- **THE REQUEST**: Show every line of the rows below that contains the word "finger", treating uppercase and lowercase letters as distinct.

- **INPUT ROWS**:
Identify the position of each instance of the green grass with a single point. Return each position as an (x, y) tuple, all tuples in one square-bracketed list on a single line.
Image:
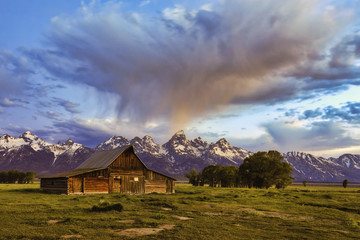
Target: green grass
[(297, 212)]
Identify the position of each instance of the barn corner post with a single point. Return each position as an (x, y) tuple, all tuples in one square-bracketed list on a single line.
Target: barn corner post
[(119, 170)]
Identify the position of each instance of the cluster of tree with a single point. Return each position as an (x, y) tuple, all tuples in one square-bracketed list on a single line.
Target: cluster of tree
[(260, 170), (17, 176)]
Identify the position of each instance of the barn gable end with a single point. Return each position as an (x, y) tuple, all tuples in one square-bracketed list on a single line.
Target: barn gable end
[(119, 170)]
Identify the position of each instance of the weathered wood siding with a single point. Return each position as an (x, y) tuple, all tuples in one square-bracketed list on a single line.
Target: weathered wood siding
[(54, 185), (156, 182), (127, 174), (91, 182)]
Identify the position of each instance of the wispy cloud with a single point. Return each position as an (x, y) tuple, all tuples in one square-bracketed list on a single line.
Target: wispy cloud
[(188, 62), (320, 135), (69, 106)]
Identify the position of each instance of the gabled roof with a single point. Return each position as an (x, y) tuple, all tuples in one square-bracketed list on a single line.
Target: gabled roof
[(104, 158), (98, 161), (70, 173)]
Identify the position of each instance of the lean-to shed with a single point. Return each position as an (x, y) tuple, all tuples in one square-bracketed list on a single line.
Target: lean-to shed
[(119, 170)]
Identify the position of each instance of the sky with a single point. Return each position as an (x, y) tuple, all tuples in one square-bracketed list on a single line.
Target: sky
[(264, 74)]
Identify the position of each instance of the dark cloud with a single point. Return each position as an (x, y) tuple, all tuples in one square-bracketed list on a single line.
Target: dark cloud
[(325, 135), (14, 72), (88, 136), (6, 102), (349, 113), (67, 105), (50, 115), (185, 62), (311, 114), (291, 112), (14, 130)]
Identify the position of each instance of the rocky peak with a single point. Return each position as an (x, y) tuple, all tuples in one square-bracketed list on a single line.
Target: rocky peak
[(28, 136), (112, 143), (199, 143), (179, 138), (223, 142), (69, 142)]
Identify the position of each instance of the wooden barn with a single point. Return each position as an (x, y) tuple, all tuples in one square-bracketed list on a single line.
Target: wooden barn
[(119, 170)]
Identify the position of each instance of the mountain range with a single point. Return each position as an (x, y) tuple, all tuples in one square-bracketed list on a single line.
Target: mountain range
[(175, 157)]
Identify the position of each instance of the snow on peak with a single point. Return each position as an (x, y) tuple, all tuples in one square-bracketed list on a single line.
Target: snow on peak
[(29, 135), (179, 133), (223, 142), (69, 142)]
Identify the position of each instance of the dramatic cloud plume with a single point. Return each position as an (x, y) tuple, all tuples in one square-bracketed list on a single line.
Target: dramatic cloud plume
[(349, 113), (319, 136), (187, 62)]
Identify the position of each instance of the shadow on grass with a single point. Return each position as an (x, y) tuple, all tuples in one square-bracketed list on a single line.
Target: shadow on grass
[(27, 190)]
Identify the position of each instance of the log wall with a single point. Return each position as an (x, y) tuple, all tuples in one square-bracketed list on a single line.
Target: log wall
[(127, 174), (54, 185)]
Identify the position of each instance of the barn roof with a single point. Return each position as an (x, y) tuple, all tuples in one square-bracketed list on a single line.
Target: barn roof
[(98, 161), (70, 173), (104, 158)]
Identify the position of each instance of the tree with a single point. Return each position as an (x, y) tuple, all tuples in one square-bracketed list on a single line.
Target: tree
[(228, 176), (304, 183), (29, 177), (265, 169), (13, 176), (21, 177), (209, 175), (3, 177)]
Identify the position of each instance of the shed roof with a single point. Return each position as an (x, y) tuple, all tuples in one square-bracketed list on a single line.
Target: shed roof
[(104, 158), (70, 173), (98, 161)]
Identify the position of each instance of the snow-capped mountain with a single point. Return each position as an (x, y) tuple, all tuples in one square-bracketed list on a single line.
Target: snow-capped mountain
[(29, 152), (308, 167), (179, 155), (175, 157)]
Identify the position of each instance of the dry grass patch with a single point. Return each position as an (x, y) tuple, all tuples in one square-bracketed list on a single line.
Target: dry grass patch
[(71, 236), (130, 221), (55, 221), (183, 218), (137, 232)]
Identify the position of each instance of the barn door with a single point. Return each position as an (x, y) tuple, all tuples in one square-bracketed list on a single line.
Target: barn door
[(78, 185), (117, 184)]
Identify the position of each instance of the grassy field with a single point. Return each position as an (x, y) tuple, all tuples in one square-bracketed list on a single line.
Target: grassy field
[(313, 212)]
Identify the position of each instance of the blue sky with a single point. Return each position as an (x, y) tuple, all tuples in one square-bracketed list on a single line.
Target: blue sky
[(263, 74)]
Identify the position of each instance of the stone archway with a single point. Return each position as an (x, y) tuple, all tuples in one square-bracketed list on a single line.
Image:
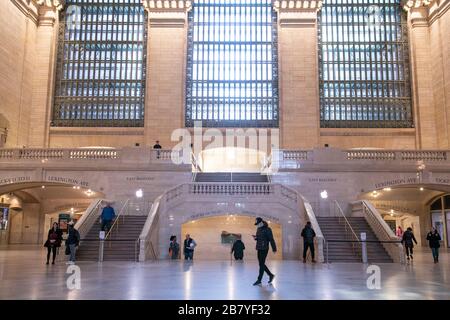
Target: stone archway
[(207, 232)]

* * *

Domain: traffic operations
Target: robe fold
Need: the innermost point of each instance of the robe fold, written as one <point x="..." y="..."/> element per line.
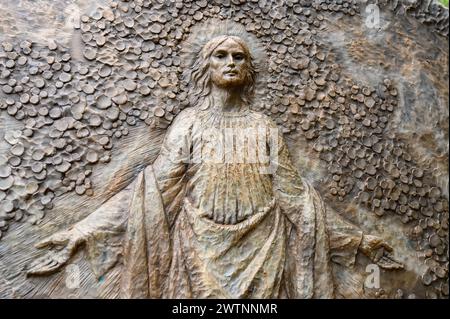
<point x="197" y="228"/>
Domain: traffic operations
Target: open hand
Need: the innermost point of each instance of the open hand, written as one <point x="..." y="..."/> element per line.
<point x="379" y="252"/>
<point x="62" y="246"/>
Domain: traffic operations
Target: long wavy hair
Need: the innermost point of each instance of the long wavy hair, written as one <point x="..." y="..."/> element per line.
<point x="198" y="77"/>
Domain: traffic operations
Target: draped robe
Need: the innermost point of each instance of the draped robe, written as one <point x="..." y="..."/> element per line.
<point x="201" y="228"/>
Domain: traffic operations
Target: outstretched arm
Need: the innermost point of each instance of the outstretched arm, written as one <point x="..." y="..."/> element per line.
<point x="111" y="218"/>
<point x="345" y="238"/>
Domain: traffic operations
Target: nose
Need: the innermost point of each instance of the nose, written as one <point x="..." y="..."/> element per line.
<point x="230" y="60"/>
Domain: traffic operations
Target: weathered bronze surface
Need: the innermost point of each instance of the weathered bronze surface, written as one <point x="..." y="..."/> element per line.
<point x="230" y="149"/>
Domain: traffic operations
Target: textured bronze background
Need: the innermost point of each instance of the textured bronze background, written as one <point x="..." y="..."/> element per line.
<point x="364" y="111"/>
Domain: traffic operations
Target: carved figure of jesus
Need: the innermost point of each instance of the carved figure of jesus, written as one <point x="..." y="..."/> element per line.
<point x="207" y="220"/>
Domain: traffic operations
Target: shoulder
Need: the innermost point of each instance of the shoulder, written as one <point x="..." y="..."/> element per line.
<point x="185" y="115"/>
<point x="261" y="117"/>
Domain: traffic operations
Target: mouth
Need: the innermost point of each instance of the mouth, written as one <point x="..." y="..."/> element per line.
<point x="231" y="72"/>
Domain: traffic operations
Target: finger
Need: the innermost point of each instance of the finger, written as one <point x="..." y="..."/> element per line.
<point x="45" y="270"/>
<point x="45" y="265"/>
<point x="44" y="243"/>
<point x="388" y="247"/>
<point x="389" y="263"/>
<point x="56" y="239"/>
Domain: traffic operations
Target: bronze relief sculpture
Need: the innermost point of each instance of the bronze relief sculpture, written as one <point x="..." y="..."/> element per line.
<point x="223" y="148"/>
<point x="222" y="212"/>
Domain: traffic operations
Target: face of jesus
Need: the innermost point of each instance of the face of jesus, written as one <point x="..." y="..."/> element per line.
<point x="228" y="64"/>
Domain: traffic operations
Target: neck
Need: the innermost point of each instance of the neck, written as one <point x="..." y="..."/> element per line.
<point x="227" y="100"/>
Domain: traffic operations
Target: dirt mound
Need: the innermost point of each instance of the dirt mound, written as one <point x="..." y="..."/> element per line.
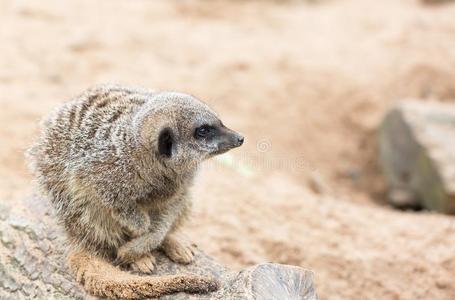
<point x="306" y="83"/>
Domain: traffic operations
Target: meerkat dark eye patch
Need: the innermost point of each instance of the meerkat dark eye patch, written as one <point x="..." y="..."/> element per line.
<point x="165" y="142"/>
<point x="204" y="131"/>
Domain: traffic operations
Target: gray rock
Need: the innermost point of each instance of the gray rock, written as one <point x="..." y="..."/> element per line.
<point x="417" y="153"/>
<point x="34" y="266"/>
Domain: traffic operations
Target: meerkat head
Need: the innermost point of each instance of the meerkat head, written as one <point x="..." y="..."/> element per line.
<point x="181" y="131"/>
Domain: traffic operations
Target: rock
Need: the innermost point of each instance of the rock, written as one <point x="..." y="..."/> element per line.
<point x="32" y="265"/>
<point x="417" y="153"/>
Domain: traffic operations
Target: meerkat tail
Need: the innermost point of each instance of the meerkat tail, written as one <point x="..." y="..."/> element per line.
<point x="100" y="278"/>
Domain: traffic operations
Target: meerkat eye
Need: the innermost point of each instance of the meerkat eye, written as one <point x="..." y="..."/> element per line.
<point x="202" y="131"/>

- **ANSWER FOR THE TASK**:
Target: finger
Need: the innermost point of each instance of the finger, written as one <point x="..." y="..."/> element per line.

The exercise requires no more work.